Supplied records
________

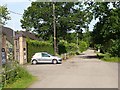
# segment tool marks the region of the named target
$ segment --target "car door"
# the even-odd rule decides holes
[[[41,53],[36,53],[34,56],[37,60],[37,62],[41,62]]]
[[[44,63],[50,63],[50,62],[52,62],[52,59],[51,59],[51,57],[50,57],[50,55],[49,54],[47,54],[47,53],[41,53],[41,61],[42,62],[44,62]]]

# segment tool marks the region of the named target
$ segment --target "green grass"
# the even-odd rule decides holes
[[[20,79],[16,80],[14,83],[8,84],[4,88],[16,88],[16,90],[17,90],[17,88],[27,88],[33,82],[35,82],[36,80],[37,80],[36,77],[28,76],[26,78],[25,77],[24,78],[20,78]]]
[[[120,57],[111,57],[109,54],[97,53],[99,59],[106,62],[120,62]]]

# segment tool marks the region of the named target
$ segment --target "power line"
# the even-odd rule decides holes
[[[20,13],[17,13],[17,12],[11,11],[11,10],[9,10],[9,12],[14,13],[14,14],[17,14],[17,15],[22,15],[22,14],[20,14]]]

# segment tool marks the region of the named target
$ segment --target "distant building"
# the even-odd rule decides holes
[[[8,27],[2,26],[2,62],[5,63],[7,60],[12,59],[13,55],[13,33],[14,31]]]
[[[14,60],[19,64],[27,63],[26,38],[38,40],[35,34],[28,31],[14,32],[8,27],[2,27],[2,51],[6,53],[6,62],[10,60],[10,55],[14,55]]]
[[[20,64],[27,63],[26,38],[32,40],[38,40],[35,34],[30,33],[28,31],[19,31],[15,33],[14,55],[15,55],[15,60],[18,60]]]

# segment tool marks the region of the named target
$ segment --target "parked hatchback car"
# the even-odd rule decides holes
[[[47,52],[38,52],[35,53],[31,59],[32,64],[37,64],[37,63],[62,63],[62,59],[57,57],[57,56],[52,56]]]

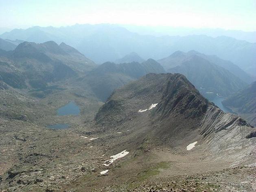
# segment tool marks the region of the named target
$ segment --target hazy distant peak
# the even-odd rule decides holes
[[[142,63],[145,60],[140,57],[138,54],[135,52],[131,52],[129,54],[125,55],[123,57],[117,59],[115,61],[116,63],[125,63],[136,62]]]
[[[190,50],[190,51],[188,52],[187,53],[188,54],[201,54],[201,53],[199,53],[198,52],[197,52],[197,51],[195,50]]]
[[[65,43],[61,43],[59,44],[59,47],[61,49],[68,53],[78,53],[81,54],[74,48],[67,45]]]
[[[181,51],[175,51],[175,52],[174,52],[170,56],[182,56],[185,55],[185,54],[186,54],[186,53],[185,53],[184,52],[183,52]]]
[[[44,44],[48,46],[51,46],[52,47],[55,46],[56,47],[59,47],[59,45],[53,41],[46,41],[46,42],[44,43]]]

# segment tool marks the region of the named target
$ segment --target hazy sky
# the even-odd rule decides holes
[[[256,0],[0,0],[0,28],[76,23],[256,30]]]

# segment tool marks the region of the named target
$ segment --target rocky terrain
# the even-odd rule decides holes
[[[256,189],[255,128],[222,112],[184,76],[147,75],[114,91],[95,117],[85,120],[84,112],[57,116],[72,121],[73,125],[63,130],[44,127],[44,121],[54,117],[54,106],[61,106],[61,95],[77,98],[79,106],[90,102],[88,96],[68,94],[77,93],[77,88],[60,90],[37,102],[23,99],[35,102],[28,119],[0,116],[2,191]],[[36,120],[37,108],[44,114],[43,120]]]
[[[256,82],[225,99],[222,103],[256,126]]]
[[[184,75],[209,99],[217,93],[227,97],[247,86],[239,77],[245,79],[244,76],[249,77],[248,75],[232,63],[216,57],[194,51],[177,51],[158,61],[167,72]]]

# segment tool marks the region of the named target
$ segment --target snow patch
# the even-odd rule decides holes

________

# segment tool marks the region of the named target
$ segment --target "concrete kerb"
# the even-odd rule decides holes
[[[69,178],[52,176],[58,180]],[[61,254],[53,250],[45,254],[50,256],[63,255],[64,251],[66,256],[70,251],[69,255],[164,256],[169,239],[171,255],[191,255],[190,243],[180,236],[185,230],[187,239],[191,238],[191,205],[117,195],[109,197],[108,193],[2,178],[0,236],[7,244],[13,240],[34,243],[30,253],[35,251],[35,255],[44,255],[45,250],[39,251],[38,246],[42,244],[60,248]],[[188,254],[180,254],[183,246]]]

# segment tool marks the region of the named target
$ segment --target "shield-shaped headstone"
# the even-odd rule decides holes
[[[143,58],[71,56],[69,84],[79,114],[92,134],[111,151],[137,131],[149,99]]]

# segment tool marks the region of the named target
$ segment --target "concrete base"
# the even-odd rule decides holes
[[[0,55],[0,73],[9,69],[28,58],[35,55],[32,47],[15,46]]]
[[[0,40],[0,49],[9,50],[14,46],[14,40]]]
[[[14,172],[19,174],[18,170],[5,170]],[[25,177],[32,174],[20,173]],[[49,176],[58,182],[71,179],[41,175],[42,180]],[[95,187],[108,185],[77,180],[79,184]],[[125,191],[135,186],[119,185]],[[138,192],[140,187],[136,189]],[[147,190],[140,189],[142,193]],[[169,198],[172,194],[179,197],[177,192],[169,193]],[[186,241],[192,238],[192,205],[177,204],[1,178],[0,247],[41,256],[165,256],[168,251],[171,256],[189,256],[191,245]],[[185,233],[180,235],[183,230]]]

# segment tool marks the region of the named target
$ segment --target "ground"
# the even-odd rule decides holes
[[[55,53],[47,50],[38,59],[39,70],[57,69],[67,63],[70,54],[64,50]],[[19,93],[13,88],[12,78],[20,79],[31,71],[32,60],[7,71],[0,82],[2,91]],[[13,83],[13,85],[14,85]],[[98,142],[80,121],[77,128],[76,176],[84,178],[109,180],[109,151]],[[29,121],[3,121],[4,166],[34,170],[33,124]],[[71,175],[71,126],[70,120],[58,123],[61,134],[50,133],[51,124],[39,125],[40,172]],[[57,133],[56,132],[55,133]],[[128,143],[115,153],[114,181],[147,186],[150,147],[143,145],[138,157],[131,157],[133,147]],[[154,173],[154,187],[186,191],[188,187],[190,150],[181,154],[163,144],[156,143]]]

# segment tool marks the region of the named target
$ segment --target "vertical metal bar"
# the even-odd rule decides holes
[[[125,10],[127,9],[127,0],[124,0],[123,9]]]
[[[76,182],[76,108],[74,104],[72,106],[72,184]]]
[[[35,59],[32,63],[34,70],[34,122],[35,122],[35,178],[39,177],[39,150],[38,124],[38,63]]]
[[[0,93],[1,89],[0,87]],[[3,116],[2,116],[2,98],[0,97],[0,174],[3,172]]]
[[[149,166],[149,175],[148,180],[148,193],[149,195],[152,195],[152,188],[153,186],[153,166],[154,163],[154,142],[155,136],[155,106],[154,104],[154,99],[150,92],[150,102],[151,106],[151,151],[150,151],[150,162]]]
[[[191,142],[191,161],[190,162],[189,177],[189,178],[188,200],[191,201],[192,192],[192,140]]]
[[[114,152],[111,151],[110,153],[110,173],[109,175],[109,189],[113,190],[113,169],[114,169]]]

________

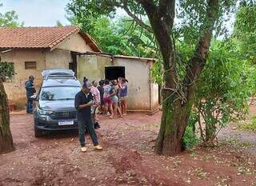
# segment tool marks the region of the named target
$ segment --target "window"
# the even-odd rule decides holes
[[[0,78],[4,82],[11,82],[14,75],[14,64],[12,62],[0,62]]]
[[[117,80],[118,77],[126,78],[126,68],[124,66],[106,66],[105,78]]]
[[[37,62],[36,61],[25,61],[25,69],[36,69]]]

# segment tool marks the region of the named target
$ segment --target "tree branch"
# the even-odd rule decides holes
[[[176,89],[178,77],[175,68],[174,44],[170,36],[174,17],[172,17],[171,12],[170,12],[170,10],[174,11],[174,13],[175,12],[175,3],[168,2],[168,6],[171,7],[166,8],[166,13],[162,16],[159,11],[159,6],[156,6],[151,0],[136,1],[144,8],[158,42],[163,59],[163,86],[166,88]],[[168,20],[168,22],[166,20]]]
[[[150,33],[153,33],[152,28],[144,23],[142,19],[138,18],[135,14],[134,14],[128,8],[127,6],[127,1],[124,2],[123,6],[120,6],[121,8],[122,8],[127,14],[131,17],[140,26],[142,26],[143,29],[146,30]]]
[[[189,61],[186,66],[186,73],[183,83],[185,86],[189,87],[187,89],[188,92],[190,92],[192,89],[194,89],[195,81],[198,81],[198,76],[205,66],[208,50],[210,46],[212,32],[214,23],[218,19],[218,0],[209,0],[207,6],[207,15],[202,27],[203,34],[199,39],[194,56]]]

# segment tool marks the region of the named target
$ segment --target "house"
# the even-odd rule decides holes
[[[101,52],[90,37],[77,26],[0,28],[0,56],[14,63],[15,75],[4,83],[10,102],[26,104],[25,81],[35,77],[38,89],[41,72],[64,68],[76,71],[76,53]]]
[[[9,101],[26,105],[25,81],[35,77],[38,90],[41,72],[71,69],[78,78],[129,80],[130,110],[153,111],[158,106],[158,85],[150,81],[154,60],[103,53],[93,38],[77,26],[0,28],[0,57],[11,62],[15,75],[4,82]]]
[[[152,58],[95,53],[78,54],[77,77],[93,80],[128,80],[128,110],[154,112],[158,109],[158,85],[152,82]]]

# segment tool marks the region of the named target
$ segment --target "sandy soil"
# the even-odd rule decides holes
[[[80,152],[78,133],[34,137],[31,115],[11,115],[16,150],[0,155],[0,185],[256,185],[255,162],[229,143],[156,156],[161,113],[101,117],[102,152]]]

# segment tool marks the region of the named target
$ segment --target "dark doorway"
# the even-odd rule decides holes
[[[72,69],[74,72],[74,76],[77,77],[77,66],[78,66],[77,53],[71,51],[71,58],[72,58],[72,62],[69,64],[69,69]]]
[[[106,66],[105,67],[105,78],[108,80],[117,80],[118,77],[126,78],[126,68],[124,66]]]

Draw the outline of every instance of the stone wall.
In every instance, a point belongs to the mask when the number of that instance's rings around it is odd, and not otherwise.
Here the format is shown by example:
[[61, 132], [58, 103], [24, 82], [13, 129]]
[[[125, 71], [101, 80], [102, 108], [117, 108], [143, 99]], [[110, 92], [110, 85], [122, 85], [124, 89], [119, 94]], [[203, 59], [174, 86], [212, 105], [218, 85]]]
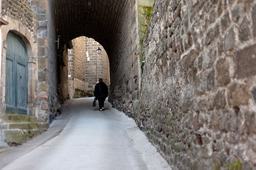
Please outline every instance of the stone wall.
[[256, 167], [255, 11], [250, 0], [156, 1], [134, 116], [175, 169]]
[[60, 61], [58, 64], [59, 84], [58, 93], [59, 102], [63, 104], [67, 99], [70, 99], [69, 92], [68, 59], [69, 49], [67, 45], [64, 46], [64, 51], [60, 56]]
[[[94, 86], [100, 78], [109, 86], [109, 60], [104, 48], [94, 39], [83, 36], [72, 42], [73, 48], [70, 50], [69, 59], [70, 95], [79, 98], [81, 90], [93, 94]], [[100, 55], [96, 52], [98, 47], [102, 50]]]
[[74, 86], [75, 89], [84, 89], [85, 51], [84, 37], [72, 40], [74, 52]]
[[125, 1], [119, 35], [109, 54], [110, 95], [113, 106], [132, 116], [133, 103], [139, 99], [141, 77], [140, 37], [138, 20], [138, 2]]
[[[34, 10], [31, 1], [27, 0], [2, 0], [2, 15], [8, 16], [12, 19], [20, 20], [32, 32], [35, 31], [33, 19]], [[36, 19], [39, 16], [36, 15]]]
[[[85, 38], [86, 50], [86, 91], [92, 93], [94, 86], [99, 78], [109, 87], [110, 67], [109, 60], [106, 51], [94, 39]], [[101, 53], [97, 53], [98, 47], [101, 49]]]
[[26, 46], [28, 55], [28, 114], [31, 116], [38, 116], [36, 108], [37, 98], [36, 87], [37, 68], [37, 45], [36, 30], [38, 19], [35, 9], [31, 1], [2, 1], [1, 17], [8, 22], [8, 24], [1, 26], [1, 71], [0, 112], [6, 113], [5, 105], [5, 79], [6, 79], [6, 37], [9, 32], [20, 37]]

________

Exercise directions
Please pull out each line of the records that contains the word "every" and copy it in full. Case counts.

Problem solution
Draw the outline of every instance of the stone wall.
In every instance, a point belongs to the mask when the number of that instance's rings around it is odd, and not otherwise.
Please outline every instance of the stone wall.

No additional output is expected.